Text block
Bipartisan bill to end retroactive fees on Part D prescriptions reintroduced
In January, Reps. Peter Welch (D-VT), Morgan Griffith (R-VA), Buddy Carter (R-GA), and Cathy McMorris Rogers (R-WA), reintroduced The Improving Transparency and Accuracy in Medicare Part D Drug Spending Act (H.R. 803), which would prohibit Medicare Part D plans’ PBMs from reducing payments retroactively through DIR fees to pharmacies. The policy applies to clean claims submitted by pharmacies under prompt-pay provisions.
Retroactive DIR fees are among pharmacists’ biggest headaches. Pharmacists don’t know until months after a transaction whether they’ve even recouped their costs, complicating decisions about keeping their pharmacies open, expanding their business, and addressing staffing needs. In addition, retroactive price concessions do not pass savings on to the patient because the fees are assessed long after they have left the pharmacy—a barrier to care for Part D beneficiaries.
The soaring price of prescription drugs is one of today’s hottest political topics, and retroactive DIR fees have garnered increased attention by both the Trump Administration and Congress.

Tasks
a) Retype the passage from the Part D DIR fee article word for word, starting at the words "Retroactive DIR fees are" and ending after "Administration and Congress.".
b) Continue the article on the bill to end retroactive Part D DIR fees, picking up after its final sentence.

Exercise data
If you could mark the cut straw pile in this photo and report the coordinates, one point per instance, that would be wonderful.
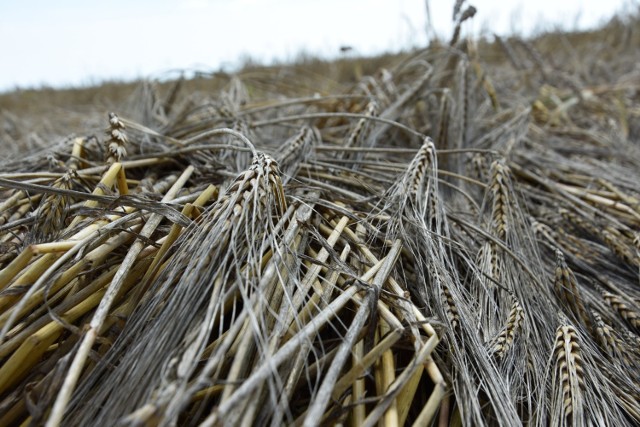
(446, 241)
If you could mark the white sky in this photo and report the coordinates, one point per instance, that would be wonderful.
(76, 42)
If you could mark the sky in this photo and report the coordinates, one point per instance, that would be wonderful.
(82, 42)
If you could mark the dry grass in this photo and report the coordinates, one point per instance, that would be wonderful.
(448, 236)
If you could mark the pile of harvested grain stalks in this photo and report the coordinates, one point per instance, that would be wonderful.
(451, 240)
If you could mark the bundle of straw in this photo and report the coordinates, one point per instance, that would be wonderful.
(446, 241)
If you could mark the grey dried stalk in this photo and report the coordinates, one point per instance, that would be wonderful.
(504, 341)
(116, 144)
(450, 308)
(500, 195)
(52, 212)
(566, 288)
(294, 151)
(568, 378)
(631, 316)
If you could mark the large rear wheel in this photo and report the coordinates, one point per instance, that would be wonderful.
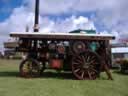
(86, 65)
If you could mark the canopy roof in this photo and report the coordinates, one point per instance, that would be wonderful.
(62, 36)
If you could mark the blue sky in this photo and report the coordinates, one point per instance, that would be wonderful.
(105, 16)
(6, 8)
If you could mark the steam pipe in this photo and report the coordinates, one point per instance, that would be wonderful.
(36, 23)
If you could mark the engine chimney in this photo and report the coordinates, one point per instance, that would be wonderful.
(36, 23)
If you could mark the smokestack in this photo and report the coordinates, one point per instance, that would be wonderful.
(36, 24)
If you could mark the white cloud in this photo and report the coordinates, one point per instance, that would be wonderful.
(108, 12)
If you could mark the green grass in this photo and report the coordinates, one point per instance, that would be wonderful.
(53, 84)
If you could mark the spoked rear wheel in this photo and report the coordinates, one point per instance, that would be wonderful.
(86, 65)
(29, 68)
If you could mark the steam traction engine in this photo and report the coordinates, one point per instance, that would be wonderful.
(86, 55)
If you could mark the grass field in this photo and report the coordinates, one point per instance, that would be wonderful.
(53, 84)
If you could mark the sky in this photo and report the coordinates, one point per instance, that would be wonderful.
(105, 16)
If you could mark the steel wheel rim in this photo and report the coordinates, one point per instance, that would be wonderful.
(86, 66)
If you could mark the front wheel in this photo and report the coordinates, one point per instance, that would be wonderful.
(86, 65)
(29, 68)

Outputs by task
a)
Retroactive DIR fees are among pharmacists’ biggest headaches. Pharmacists don’t know until months after a transaction whether they’ve even recouped their costs, complicating decisions about keeping their pharmacies open, expanding their business, and addressing staffing needs. In addition, retroactive price concessions do not pass savings on to the patient because the fees are assessed long after they have left the pharmacy—a barrier to care for Part D beneficiaries.
The soaring price of prescription drugs is one of today’s hottest political topics, and retroactive DIR fees have garnered increased attention by both the Trump Administration and Congress.

b)
In January 2017, CMS warned that the rise in pharmacy DIR fees has increased Medicare costs to the government and forced more beneficiaries into the coverage gap, or “donut hole.” APhA recently commented on a proposed CMS rule that would potentially include pharmacy price concessions and rebates—including DIR fees—paid from manufacturers to PBMs plans at the pharmacy counter.
APhA will also comment on another proposed CMS rule that would, under the anti-kickback statute, expressly exclude rebates on prescription drugs paid by manufacturers to PBMs, Part D plans, and Medicaid managed care organizations from safe harbor protection unless they are shared with patients at the pharmacy counter. Under this proposal, CMS would also create a new safe harbor for “fixed fee” service arrangements between drug manufacturers and PBMs to still provide “pharmacy benefit management services” to health plans that meet specified criteria.